*** Opening DOCUMENT EXCERPT ***
Anaesthetic helps operating theatres go green

Hospitals discontinue use of anaesthetic gas for more environmentally friendly operating theatres

Tuesday 20th August 2019

Reducing waste and increasing recycling are common ways to try to help save the planet.

Now one hospital has taken a more unusual step to reduce its carbon footprint – by discontinuing the use of an anaesthetic gas.

Theatre staff at Forth Valley Royal Hospital no longer use a type of anaesthetic agent which stays in the atmosphere longer than similar substances, resulting in a higher contribution to global warming.

NHS Forth Valley says this has saved the equivalent of 300 tonnes of CO2 being emitted annually – similar to around 200 cars being off the road. The move has also saved £32,000 a year in costs.

A three-year drive by staff at Forth Valley Royal Hospital has also included measures to segregate waste more efficiently in theatres for recycling.

The amount of bagged waste being sent for incineration or heat treatment has reduced by almost a quarter, again reducing CO2 emissions and saving £7,000 per year.
*** Closing DOCUMENT EXCERPT ***
STUDY QUESTIONS |
• 1. In the news article about greener operating theatres, how much money does dropping the anaesthetic gas save each year?
• 2. Continue the news article about greener operating theatres from its final sentence.
*** Opening INFORMATION PROVIDED ***
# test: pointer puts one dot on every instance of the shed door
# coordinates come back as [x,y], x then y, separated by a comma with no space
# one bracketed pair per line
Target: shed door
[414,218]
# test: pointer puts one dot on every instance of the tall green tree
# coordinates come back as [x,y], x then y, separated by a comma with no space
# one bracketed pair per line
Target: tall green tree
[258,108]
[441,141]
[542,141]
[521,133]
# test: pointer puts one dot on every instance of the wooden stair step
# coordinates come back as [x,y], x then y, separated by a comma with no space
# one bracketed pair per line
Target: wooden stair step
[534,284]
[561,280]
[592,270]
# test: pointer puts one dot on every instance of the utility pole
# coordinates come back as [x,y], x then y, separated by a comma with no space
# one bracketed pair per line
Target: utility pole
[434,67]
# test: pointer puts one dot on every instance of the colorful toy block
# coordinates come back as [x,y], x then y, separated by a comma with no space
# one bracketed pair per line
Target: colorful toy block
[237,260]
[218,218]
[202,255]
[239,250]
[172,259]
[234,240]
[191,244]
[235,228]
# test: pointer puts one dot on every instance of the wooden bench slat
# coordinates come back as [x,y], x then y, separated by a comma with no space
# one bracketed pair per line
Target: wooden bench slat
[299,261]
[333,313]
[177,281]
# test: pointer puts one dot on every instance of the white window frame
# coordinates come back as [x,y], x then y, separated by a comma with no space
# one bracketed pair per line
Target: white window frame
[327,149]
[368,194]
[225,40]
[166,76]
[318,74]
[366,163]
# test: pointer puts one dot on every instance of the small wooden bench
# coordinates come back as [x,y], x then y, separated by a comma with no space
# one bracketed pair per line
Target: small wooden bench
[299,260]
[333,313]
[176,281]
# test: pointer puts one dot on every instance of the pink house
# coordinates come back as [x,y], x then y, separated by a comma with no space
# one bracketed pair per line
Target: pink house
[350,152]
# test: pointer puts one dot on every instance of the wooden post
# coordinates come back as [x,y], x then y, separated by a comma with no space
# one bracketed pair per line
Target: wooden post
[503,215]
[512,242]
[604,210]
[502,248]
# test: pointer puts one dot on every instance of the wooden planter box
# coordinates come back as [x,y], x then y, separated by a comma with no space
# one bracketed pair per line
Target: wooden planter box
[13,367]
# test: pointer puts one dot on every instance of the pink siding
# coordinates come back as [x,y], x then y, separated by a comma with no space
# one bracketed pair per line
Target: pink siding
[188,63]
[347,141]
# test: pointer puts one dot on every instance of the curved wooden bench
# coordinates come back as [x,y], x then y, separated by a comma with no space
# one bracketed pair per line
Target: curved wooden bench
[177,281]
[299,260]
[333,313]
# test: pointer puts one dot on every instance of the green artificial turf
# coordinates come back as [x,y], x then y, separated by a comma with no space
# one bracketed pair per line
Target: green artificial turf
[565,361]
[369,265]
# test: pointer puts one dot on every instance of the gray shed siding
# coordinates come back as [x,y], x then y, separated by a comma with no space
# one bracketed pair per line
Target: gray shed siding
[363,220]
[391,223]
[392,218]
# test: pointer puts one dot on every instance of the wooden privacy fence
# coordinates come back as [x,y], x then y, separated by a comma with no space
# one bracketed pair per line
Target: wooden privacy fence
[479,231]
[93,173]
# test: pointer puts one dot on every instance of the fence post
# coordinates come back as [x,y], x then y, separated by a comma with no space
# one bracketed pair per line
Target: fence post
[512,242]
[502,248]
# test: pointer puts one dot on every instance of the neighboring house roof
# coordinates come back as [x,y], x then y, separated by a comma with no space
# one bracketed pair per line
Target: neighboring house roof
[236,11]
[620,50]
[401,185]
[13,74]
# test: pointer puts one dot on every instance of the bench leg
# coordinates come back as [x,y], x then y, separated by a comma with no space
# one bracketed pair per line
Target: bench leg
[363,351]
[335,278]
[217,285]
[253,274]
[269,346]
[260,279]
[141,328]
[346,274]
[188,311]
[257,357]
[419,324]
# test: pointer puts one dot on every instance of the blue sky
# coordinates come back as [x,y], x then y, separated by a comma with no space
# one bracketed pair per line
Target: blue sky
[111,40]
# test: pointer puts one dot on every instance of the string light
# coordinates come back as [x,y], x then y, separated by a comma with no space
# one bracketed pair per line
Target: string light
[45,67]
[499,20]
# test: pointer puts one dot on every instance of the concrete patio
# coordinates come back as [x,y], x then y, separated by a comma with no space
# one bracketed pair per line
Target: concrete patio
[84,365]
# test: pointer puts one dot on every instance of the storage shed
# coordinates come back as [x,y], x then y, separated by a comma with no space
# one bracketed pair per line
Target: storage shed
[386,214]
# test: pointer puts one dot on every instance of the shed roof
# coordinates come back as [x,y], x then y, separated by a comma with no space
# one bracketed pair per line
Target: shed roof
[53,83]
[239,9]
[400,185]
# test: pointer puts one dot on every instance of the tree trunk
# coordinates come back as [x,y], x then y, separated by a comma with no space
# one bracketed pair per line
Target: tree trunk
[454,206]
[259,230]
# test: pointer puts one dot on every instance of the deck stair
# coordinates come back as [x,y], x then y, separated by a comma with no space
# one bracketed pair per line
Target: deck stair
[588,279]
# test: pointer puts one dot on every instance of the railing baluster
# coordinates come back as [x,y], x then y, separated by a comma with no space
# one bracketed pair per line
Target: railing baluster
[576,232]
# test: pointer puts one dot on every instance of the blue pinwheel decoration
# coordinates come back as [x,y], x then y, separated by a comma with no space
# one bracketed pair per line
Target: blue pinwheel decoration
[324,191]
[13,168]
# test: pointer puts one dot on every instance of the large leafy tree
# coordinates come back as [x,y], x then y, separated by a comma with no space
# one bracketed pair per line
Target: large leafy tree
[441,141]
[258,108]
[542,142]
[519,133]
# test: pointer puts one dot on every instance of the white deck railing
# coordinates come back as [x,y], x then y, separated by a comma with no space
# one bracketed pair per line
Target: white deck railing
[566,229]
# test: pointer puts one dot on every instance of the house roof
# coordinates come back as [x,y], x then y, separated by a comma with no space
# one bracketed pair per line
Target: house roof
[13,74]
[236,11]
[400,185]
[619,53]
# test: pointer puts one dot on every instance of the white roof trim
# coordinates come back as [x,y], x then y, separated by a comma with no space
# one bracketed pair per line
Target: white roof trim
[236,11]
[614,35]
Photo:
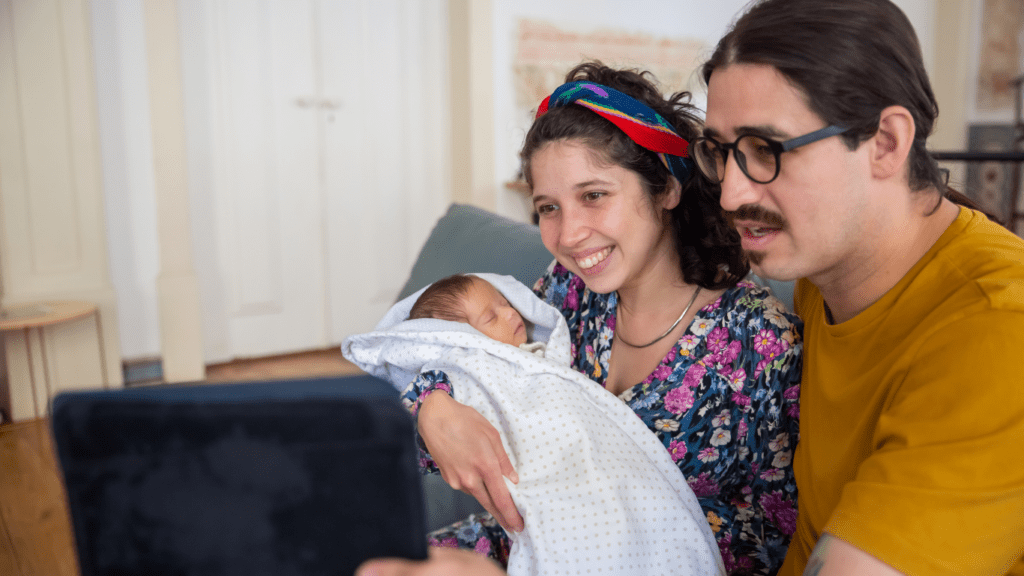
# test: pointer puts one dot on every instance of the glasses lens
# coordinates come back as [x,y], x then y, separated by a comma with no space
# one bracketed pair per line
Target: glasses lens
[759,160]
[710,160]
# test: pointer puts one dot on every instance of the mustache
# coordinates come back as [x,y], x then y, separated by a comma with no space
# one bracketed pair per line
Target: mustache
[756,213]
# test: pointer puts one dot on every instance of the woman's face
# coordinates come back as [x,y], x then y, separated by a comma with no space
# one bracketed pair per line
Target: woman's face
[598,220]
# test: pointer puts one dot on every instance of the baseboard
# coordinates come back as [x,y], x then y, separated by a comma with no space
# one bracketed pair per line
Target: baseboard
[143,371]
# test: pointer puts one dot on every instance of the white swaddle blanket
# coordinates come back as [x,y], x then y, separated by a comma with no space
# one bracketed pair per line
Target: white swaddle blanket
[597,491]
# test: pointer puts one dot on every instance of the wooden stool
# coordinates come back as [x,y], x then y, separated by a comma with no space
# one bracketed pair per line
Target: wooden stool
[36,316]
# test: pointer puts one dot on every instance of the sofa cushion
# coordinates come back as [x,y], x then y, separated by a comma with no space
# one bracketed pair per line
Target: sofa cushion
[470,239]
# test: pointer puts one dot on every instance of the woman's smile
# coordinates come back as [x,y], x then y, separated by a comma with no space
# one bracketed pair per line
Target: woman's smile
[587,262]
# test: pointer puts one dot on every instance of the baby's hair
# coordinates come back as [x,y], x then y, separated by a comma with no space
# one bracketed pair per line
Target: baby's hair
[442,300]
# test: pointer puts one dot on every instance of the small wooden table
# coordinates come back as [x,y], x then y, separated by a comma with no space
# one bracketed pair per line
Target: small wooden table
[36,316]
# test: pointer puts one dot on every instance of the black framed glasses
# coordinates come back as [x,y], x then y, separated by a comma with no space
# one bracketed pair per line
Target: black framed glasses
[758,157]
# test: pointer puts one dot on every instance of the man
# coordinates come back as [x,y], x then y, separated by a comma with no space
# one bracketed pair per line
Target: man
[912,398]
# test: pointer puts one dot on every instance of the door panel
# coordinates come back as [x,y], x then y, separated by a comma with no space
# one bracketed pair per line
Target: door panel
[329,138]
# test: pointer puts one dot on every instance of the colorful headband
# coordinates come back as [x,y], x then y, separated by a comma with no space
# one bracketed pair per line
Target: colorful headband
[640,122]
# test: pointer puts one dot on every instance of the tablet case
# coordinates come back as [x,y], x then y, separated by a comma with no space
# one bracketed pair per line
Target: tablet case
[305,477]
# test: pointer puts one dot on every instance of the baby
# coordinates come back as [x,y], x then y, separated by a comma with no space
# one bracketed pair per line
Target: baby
*** Closing INFORMATION PROVIDED ***
WRITTEN RESPONSES |
• 1. £32,000 a year.

• 2.
The theatre team, which says reducing their carbon footprint has been achieved without impacting on patient care or efficiency, is appealing for other health boards to follow their lead.

Consultant anaesthetist Ewan Jack, clinical lead for theatres at NHS Forth Valley said: “The recycling doesn’t stop within the operating theatres, it has spread to the coffee room and administration offices in the theatre department.

“All recyclable waste is now being segregated for recycling including paper, plastic containers, cans, glass bottles, printer cartridges and batteries.”

He added: “We’d encourage all other departments within our hospital and elsewhere to follow our practice to help save planet and the NHS.”